◆ WHAT IS NEEDED
Please copy these rows down exactly as they appear, every one of them.

◆ PROVIDED INFORMATION

--

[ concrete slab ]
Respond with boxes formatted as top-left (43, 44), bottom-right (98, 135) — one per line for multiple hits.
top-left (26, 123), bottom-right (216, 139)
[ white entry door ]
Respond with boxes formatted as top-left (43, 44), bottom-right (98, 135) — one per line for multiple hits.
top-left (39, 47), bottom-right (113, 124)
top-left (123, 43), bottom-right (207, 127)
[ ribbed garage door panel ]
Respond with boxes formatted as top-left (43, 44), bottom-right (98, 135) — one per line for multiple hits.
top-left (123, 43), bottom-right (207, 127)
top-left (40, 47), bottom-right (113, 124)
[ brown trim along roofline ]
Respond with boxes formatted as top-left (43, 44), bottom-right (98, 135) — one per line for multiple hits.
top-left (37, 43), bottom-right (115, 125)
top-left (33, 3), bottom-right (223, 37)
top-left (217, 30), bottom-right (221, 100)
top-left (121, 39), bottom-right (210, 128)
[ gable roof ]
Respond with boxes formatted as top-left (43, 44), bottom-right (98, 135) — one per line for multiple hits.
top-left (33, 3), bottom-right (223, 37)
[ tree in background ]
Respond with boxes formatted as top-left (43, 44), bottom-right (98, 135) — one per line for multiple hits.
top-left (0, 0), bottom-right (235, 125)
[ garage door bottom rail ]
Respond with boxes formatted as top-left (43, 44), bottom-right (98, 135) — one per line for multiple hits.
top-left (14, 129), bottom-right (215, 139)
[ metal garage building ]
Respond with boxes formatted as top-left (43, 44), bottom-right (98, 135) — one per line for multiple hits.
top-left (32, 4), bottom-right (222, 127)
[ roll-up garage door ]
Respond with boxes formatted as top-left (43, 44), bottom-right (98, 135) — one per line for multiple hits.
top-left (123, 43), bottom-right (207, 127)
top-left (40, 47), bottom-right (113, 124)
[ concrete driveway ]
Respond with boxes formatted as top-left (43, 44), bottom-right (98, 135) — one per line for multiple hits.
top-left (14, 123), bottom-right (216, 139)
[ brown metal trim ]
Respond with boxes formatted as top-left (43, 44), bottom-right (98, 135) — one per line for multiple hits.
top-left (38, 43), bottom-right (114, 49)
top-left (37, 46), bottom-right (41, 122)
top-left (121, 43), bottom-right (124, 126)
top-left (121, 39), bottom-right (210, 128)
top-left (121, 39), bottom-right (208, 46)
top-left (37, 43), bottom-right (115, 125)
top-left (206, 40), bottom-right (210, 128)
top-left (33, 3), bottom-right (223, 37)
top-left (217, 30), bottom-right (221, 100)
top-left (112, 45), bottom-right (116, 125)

--

◆ RESPONSE TO THIS EXERCISE
[ concrete slab ]
Respond with boxes formatted as top-left (43, 44), bottom-right (98, 135) — one per line for multiple hits.
top-left (26, 123), bottom-right (216, 139)
[ white entry door ]
Respond with boxes formatted as top-left (43, 44), bottom-right (98, 135) — one per line for multiple hits.
top-left (39, 47), bottom-right (113, 124)
top-left (123, 43), bottom-right (207, 127)
[ ribbed garage door panel ]
Respond with boxes formatted as top-left (43, 44), bottom-right (98, 135) — one per line for multiple hits.
top-left (123, 43), bottom-right (207, 127)
top-left (40, 47), bottom-right (113, 124)
[ brown trim along roofline ]
Respond with boxes formatted as top-left (43, 44), bottom-right (98, 135) — one per line for multiple hits.
top-left (37, 43), bottom-right (115, 125)
top-left (33, 3), bottom-right (223, 37)
top-left (217, 30), bottom-right (221, 100)
top-left (121, 39), bottom-right (210, 128)
[ gable roof ]
Respond with boxes formatted as top-left (43, 44), bottom-right (98, 135) — one per line for multiple hits.
top-left (33, 3), bottom-right (223, 37)
[ tree in background ]
Respond with boxes formatted as top-left (43, 44), bottom-right (98, 135) — one per line for multiple hits.
top-left (0, 0), bottom-right (235, 125)
[ garage door bottom rail ]
Respond with boxes formatted as top-left (43, 44), bottom-right (98, 135) — one per line for multiple hits.
top-left (14, 129), bottom-right (215, 139)
[ metal garage building ]
Respond with boxes formatted as top-left (43, 44), bottom-right (98, 135) — one per line for multiple hits.
top-left (32, 4), bottom-right (222, 127)
[ roll-up garage door ]
Respond with boxes formatted as top-left (43, 44), bottom-right (98, 135) — one per line for multiple hits.
top-left (123, 43), bottom-right (207, 127)
top-left (40, 47), bottom-right (113, 124)
[ concrete driveway ]
Respond with boxes formatted as top-left (43, 44), bottom-right (98, 135) — one per line for multiple hits.
top-left (14, 123), bottom-right (216, 139)
[ brown metal trim ]
Respond with boxes formatted as top-left (43, 44), bottom-right (98, 135) — one per line for multiple hits.
top-left (38, 43), bottom-right (114, 49)
top-left (37, 46), bottom-right (41, 122)
top-left (121, 43), bottom-right (124, 126)
top-left (121, 39), bottom-right (210, 128)
top-left (121, 39), bottom-right (208, 46)
top-left (37, 43), bottom-right (115, 125)
top-left (206, 40), bottom-right (210, 128)
top-left (33, 3), bottom-right (223, 37)
top-left (217, 30), bottom-right (221, 100)
top-left (112, 45), bottom-right (116, 125)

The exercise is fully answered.